**Goal of the exercise**
Restate each record word for word, from the first to the last.
##### Given records
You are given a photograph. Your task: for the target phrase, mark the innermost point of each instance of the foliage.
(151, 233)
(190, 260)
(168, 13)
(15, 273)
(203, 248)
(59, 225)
##########
**Your response**
You are given a photograph. Your task: for the target phrase, mark the innermost point of each instance of the foliage.
(151, 233)
(190, 260)
(168, 13)
(15, 273)
(203, 248)
(59, 225)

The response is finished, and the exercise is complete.